■ The problem ■
Rewrite every row below, substituting "with a marker" for each occurrence of "with a dot" and keeping all other text unchanged.

Stored records
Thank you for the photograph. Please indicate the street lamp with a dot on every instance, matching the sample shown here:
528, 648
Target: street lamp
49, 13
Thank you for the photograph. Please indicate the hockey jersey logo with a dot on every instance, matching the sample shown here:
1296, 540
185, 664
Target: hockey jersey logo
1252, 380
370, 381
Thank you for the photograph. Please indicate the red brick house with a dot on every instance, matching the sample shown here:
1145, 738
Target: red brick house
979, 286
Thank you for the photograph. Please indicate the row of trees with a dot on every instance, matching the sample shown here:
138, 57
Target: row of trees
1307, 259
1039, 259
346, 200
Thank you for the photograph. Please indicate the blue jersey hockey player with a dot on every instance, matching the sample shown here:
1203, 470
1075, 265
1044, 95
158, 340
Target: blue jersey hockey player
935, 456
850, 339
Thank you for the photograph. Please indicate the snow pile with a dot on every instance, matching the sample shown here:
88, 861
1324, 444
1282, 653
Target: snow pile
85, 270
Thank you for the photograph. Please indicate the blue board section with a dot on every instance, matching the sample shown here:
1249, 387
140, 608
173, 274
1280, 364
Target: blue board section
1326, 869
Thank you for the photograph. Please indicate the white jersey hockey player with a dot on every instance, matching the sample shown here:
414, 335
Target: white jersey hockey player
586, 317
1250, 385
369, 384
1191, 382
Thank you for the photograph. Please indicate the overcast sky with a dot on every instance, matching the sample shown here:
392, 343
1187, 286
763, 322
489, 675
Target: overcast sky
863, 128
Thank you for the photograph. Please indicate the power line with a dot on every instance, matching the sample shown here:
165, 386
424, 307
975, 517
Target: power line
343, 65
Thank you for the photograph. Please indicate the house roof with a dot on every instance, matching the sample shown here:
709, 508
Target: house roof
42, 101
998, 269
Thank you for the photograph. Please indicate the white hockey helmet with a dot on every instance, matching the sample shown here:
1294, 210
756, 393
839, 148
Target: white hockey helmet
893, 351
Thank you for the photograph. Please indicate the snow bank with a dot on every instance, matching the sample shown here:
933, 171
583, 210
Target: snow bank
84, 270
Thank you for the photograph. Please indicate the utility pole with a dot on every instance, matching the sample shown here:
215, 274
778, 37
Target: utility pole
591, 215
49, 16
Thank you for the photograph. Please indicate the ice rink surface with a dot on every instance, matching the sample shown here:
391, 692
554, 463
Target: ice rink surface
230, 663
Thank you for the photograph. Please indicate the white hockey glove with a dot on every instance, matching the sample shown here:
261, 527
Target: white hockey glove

■ Answer to the task ■
Thank you for the photograph. Please indicate the street lamp with a marker on every instance, matching the sample shown here:
528, 648
Target: street lamp
49, 13
Thank you for the photograph. Please indicate the hockey jersey logo with a marker on every instance, matching the sample shown here:
1296, 540
185, 664
Target: hockey jersey logo
1252, 380
370, 381
Thank you for the photograph. Please indicate the red brick house with a marker on every instance, matching the sample shown here:
1145, 738
Target: red brick house
979, 286
Thank you for the photograph. Please indicate the row of trees with a marker on every instance, matching the sample shown here:
138, 57
Target: row of trees
1307, 259
1039, 259
346, 200
Thank you for the photograph. Please indicate the blue jersey hockey player with a marker on every instance, matching the sample shown here:
1203, 470
1075, 265
1044, 95
158, 340
Target: blue jersey hockey player
935, 456
850, 339
Thank you for the photograph. Please indicate the snow pile with a marker on every instance, matching the sample shown here:
88, 861
1324, 444
1282, 653
Target: snow pile
85, 270
Thank you for the photograph. Please indicate the blue board section with a marker on every instance, matching the sample shown here:
1249, 387
140, 608
173, 274
1280, 364
Target: blue board section
1326, 869
Thank you for the photograph. Please indicate the white jersey hockey player with a marker on every instance, matching the sample shown here:
414, 335
Target: white jersey hockey player
586, 317
1250, 385
369, 384
1191, 382
Thank you for the photograph. Please indicate the overcast sky with a marker on every instance, matching the sample shown here:
392, 343
1187, 286
763, 322
489, 675
Target: overcast sky
863, 128
Thank you for the photograph. Please indicate the power line with a marker on every instance, matching the sample shown here:
165, 386
424, 307
975, 517
Target: power line
343, 65
Thank you for the photograph. Please indicate the house roof with a marker on every instance, matching the sample shown here:
709, 508
Target: house roof
42, 101
998, 269
Thank you for the photograph. Please indicate the white hockey helmet with a marker on every instance, matching the sample shown here:
1294, 210
756, 393
839, 148
Target: white hockey helmet
893, 351
Thank you for the photograph. Please indicate the snow bank with a marker on every instance, matching the sample shown here:
933, 171
583, 210
Target: snow bank
84, 270
Thank you for the photograph. Please indicate the utility pole with a marker on every instance, matching the sample shown here:
215, 274
778, 37
Target: utility pole
591, 215
49, 16
Thank you for the photograph. Please indicate the ice rink surface with a marker on every instance, matching the sample shown here:
391, 692
554, 463
Target: ice rink surface
230, 663
Thank you for the photograph. Please indicate the white hockey glove with a marker on every instance, matching the sample shown here:
261, 527
Target: white hockey glove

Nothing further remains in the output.